Una comunidad sin vocaciones es como una familia sin hijos. En ese caso ¿no es de temer que nuestra comunidad tenga poco amor hacia el Señor y hacia su Iglesia?

¡Sed una comunidad orante! Es necesario convencerse de que las vocaciones son el don inestimable de Dios a una comunidad en oración. El Señor Jesús nos ha dado ejemplo cuando llamó a los Apóstoles (cf. Lc 6, 12) y ha mandado expresamente rogar “al Dueño de la mies que envíe obreros a su mies” (Mt 9, 38; Lc 10, 2).

Para esta intención debemos orar todos, debemos orar siempre y debemos unir a la oración la colaboración activa. La Eucaristía, fuente, centro y culmen de la vida cristiana, sea el centro vital de la comunidad que ruega por las vocaciones.

Los enfermos y todos los que sufren en el cuerpo y en el espíritu sepan que su oración, unida a la cruz de Cristo, es la fuerza más poderosa de apostolado vocacional.

¡Sed una comunidad que llama! Frecuentemente y en todo el mundo los jóvenes me hacen preguntas sobre la vocación, sobre el sacerdocio y sobre la vida consagrada. Es un indicio del gran interés por el problema, pero indica también la necesidad de evangelización y de catequesis específica. Que nadie por culpa nuestra ignore lo que debe saber para realizar el plan de Dios.

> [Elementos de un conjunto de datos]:
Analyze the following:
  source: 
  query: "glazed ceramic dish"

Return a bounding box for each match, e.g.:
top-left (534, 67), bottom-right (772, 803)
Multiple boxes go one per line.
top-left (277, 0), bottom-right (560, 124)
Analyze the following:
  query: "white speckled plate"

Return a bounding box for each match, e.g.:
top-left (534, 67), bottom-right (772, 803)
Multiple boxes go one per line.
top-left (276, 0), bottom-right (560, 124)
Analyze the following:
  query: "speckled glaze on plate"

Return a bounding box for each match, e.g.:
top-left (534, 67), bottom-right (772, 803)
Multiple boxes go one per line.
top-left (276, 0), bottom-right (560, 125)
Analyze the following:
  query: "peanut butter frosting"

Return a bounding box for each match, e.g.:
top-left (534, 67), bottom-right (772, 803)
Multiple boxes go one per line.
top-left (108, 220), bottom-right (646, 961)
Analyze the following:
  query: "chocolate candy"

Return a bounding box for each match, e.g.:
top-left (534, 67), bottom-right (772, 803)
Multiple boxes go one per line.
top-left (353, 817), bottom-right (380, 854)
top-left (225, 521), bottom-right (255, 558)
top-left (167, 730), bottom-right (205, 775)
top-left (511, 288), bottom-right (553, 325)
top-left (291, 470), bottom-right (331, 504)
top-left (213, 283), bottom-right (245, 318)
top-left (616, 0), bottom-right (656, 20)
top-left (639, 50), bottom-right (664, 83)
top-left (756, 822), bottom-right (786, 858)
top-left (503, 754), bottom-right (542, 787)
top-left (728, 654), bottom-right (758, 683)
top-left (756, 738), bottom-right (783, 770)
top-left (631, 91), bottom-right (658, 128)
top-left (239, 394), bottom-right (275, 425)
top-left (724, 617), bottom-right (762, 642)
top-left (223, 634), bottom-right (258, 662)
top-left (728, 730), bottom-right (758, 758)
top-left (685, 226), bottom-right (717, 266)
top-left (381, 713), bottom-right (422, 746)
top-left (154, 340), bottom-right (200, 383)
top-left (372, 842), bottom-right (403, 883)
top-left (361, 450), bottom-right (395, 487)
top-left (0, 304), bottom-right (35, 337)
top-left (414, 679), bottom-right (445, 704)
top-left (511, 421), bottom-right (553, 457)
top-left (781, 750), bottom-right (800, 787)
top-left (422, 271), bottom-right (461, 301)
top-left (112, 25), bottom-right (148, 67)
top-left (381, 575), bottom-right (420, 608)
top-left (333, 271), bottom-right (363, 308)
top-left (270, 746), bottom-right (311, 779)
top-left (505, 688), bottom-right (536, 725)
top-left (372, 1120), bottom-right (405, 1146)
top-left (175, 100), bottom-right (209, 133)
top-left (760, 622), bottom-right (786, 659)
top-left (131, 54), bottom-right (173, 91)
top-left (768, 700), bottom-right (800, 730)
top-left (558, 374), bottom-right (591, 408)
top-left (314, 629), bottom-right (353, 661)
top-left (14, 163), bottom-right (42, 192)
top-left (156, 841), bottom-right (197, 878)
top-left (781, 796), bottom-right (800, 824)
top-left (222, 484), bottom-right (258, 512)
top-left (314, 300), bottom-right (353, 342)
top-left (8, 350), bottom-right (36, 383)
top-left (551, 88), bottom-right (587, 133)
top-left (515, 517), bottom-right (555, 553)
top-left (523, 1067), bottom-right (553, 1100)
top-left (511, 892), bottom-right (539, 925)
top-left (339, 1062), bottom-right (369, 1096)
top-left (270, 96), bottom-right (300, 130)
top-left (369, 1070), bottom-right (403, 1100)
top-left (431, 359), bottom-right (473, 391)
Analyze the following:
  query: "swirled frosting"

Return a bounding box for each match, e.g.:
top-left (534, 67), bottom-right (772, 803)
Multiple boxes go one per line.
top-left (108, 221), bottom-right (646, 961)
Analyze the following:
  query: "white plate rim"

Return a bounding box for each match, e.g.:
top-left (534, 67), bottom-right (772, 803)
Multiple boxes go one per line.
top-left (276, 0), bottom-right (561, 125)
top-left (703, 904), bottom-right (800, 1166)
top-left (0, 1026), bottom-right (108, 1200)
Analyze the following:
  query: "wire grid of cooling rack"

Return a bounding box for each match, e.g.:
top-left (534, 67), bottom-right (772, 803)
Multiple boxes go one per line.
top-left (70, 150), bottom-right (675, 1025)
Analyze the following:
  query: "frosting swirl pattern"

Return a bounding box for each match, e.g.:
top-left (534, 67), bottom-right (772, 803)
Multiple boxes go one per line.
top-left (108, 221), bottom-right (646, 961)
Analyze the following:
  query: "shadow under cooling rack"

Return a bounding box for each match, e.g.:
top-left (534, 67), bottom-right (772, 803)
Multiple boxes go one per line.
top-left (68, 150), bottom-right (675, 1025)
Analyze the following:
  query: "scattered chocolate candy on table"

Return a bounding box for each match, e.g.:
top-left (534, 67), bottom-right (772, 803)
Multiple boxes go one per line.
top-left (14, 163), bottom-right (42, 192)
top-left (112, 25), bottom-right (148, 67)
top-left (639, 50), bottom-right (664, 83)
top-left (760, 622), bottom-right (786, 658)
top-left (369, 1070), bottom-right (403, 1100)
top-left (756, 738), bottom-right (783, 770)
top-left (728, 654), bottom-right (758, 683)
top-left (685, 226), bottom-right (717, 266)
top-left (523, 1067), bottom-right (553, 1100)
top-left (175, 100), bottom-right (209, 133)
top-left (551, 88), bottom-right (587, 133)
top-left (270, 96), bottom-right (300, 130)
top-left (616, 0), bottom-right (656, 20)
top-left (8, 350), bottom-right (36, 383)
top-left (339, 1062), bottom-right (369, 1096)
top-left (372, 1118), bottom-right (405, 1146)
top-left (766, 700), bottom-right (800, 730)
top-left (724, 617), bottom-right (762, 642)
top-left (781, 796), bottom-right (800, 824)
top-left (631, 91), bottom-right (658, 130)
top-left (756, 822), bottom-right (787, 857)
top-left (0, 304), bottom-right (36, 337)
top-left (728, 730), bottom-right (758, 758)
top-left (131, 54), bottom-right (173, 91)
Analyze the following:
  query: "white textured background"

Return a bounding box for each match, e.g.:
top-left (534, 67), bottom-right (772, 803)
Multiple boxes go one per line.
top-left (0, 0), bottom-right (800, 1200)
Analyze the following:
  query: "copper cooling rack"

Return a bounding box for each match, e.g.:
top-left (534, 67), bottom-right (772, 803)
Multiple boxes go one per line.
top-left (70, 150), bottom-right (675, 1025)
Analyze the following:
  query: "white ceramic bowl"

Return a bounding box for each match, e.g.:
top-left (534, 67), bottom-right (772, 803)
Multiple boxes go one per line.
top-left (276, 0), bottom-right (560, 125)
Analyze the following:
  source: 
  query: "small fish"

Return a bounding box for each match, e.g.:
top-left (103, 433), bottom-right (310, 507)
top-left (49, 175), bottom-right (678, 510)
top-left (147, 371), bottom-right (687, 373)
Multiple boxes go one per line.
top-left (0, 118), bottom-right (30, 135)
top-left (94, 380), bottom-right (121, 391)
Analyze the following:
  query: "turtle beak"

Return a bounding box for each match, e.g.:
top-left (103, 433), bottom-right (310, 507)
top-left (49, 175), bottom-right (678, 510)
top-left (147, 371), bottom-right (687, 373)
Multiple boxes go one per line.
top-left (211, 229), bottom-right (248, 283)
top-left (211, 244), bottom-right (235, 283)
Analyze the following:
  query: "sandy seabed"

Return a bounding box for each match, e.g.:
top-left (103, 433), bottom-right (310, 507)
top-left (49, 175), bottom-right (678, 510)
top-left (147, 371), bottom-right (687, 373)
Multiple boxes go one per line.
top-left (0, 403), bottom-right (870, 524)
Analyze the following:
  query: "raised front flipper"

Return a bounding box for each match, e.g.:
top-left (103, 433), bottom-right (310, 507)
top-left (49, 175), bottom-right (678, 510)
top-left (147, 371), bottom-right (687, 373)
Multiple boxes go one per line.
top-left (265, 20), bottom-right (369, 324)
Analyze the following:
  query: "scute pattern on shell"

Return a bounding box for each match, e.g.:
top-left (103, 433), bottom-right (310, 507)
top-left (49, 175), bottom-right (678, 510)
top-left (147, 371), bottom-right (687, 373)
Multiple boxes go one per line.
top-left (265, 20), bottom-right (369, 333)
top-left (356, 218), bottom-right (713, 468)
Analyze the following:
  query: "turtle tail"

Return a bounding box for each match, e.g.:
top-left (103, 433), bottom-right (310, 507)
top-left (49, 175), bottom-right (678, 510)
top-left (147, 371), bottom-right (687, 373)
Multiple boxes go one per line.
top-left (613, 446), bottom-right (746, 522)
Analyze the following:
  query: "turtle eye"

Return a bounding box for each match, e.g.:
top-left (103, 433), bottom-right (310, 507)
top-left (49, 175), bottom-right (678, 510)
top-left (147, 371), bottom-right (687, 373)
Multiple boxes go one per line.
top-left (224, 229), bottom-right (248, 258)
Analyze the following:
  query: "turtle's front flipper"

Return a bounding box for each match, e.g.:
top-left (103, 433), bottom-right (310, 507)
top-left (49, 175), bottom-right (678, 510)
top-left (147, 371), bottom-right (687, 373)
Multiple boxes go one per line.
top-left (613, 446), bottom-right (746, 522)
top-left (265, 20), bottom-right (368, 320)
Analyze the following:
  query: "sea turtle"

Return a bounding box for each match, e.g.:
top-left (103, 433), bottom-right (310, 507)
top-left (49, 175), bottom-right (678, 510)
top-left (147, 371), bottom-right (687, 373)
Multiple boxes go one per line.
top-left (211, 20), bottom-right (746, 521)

> [TAREAS POR REALIZAR]:
1 - Según el fragmento sobre las vocaciones, ¿con qué se compara una comunidad sin vocaciones?
2 - Cite literalmente el pasaje del fragmento que comienza en las palabras "Una comunidad sin" y concluye tras "38; Lc 10, 2).".
Responda basándose únicamente en el fragmento.

> [RESPUESTAS COMPLETAS]:
1 - Con una familia sin hijos.

2 -
Una comunidad sin vocaciones es como una familia sin hijos. En ese caso ¿no es de temer que nuestra comunidad tenga poco amor hacia el Señor y hacia su Iglesia?

¡Sed una comunidad orante! Es necesario convencerse de que las vocaciones son el don inestimable de Dios a una comunidad en oración. El Señor Jesús nos ha dado ejemplo cuando llamó a los Apóstoles (cf. Lc 6, 12) y ha mandado expresamente rogar “al Dueño de la mies que envíe obreros a su mies” (Mt 9, 38; Lc 10, 2).